- REQUIRED ACTION -
Tally the lines in the records below that contain "target" and return only the result.

- Records excerpted from a collection -
★ ★ ★ ★ ★

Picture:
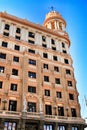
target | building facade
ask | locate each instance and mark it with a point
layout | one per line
(37, 83)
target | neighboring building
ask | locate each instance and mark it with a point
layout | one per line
(37, 84)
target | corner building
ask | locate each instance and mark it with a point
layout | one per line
(37, 84)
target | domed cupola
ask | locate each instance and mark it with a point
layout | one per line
(54, 21)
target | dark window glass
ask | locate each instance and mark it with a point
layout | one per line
(73, 111)
(45, 66)
(32, 62)
(52, 41)
(47, 92)
(2, 69)
(31, 51)
(31, 107)
(1, 83)
(56, 68)
(46, 78)
(32, 74)
(17, 47)
(57, 80)
(6, 34)
(48, 109)
(43, 38)
(16, 59)
(45, 55)
(12, 105)
(31, 34)
(7, 26)
(13, 87)
(71, 96)
(4, 44)
(59, 94)
(55, 58)
(60, 111)
(66, 61)
(15, 72)
(2, 56)
(31, 89)
(18, 30)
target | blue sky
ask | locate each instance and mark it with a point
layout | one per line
(75, 14)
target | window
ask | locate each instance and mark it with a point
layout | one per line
(45, 66)
(31, 51)
(61, 127)
(13, 87)
(52, 41)
(48, 109)
(12, 105)
(17, 47)
(32, 62)
(31, 74)
(16, 59)
(18, 30)
(56, 69)
(59, 94)
(48, 127)
(71, 96)
(46, 78)
(47, 92)
(31, 34)
(2, 69)
(66, 61)
(1, 83)
(63, 45)
(60, 111)
(7, 26)
(73, 111)
(15, 72)
(31, 89)
(31, 107)
(69, 83)
(55, 58)
(57, 80)
(43, 38)
(2, 56)
(68, 71)
(45, 55)
(4, 44)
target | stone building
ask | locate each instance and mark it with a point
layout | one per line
(37, 83)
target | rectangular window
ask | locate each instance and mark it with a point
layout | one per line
(59, 94)
(45, 55)
(47, 92)
(12, 105)
(45, 66)
(1, 83)
(46, 78)
(17, 47)
(32, 74)
(15, 72)
(2, 56)
(60, 111)
(31, 89)
(57, 80)
(16, 59)
(13, 87)
(31, 51)
(2, 69)
(4, 44)
(48, 109)
(55, 58)
(31, 107)
(73, 111)
(32, 62)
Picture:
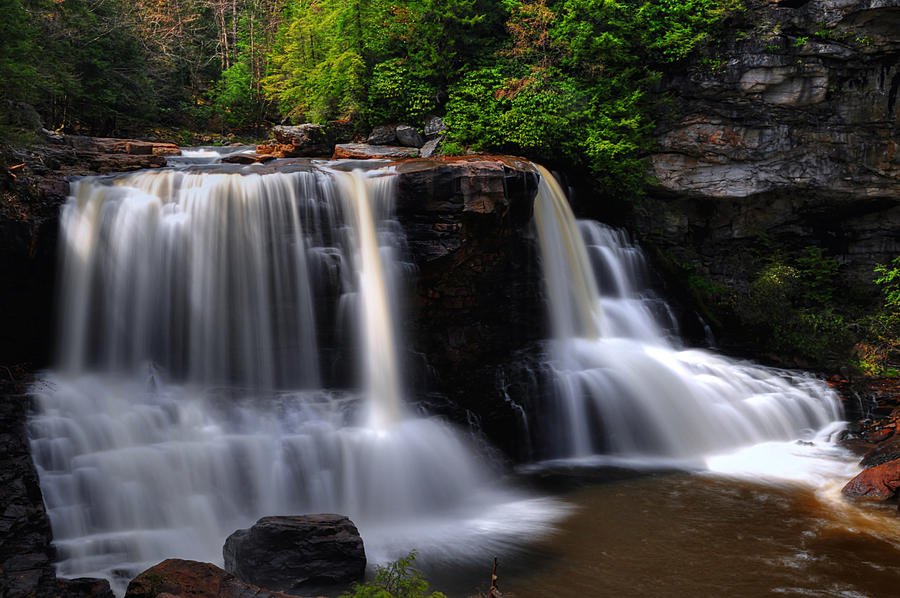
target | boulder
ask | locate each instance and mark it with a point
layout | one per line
(83, 587)
(384, 135)
(876, 483)
(180, 578)
(409, 137)
(364, 151)
(305, 140)
(435, 126)
(291, 553)
(886, 451)
(26, 556)
(430, 147)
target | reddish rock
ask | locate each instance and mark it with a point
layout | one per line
(876, 483)
(887, 451)
(364, 151)
(176, 577)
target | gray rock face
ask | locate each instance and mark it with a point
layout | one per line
(305, 140)
(795, 136)
(307, 552)
(409, 137)
(385, 135)
(364, 151)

★ ★ ★ ★ ★

- SOLUTION BELOW -
12